** START DATA PROVIDED **

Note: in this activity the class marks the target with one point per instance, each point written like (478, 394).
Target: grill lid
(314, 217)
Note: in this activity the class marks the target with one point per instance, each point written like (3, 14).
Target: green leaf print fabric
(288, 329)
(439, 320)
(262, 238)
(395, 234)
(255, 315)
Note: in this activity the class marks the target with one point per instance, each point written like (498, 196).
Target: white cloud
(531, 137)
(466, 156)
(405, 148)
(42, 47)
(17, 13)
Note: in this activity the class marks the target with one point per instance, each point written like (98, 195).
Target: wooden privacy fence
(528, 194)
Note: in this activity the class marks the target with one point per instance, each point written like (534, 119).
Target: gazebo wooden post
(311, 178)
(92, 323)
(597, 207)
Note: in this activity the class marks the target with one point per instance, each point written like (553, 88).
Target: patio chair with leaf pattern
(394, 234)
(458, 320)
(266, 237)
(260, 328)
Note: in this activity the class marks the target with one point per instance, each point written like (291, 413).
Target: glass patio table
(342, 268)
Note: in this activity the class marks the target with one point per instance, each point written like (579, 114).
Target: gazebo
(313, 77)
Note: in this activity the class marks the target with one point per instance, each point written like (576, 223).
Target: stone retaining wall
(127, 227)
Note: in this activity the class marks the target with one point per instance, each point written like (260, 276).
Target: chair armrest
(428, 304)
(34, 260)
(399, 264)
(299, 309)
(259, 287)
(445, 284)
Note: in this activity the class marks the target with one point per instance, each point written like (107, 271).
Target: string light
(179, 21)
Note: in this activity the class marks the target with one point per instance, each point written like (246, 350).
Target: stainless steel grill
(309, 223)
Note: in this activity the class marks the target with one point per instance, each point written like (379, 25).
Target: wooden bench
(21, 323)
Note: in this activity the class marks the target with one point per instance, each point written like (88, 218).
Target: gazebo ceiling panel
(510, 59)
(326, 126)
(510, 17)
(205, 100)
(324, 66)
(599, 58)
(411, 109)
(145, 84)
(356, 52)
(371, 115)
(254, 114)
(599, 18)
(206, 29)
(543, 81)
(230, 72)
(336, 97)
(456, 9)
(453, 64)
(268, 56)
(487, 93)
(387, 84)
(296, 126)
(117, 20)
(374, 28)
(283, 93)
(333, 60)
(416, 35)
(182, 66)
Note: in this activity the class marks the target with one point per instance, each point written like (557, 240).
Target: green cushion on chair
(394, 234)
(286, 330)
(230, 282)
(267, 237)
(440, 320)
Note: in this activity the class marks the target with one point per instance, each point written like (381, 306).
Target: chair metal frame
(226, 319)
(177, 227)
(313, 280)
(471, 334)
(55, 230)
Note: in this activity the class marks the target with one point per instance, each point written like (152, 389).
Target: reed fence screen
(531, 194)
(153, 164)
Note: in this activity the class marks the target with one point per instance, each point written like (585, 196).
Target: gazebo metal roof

** END DATA PROVIDED **

Set out all of the lines above as a numbered list, skipping any blank ones.

**RESULT OF THE EXERCISE:**
1. Note: in this activity the class marks the target with one point per instance, each point written like (478, 394).
2. Target: grill lid
3. (314, 217)
4. Note: in this activity the class marks the target with one point per instance, each point written like (3, 14).
5. Target: green leaf print fabric
6. (288, 329)
7. (439, 320)
8. (262, 238)
9. (395, 234)
10. (255, 315)
11. Note: in this activity the class marks the target with one point per instance, each point written like (498, 196).
12. Target: white cloud
13. (531, 137)
14. (466, 156)
15. (405, 148)
16. (42, 47)
17. (17, 13)
18. Note: in this activity the class marks the target with one point per instance, each point written like (98, 195).
19. Target: wooden privacy fence
20. (528, 194)
21. Note: in this activity the class marks the target with one point per instance, each point written like (534, 119).
22. Target: gazebo wooden post
23. (311, 178)
24. (92, 323)
25. (597, 207)
26. Note: in this activity the class marks the target with one point per instance, each point written like (553, 88).
27. Target: patio chair with leaf pattern
28. (394, 234)
29. (458, 320)
30. (266, 237)
31. (260, 328)
32. Note: in this activity the class marks the target with one point per instance, each point written like (291, 413).
33. Target: glass patio table
34. (342, 268)
35. Note: in this activity the class marks the target with one point per instance, each point written like (579, 114).
36. Target: gazebo
37. (313, 77)
38. Note: in this activity the class marks the target with one point per instance, each point written like (576, 223).
39. Target: stone retaining wall
40. (127, 227)
41. Note: in this activity the class marks the target with one point per instance, each point written like (260, 276).
42. Target: chair armrest
43. (428, 304)
44. (34, 260)
45. (399, 264)
46. (299, 309)
47. (259, 287)
48. (445, 284)
49. Note: in this activity the class marks the target with one point per instance, each point written like (107, 271).
50. Target: string light
51. (179, 21)
52. Note: in this activity the class marks the target with one point per instance, each point written like (246, 350).
53. Target: stainless steel grill
54. (309, 223)
55. Note: in this activity the class marks the target with one point per instance, each point written like (379, 25).
56. Target: wooden bench
57. (21, 323)
58. Note: in this activity the class marks the target with one point per instance, each point written like (88, 218).
59. Target: gazebo ceiling panel
60. (510, 59)
61. (326, 126)
62. (510, 17)
63. (205, 100)
64. (324, 66)
65. (599, 58)
66. (411, 109)
67. (145, 84)
68. (356, 52)
69. (371, 115)
70. (254, 114)
71. (599, 18)
72. (206, 29)
73. (543, 81)
74. (230, 72)
75. (336, 97)
76. (456, 9)
77. (453, 64)
78. (268, 56)
79. (487, 93)
80. (387, 84)
81. (296, 126)
82. (117, 20)
83. (374, 28)
84. (283, 93)
85. (333, 60)
86. (416, 35)
87. (182, 66)
88. Note: in this activity the class marks the target with one point per instance, each point written like (557, 240).
89. Target: green cushion on chair
90. (394, 234)
91. (286, 330)
92. (230, 282)
93. (267, 237)
94. (440, 320)
95. Note: in this activity the class marks the target with one point per instance, each point written like (381, 306).
96. Target: chair metal frame
97. (226, 319)
98. (177, 227)
99. (313, 280)
100. (471, 334)
101. (55, 230)
102. Note: in this activity the class marks the target with one point per instance, each point written like (152, 389).
103. Target: reed fence screen
104. (531, 194)
105. (153, 164)
106. Note: in this activity the class marks the target with one point per instance, each point written like (585, 196).
107. Target: gazebo metal roof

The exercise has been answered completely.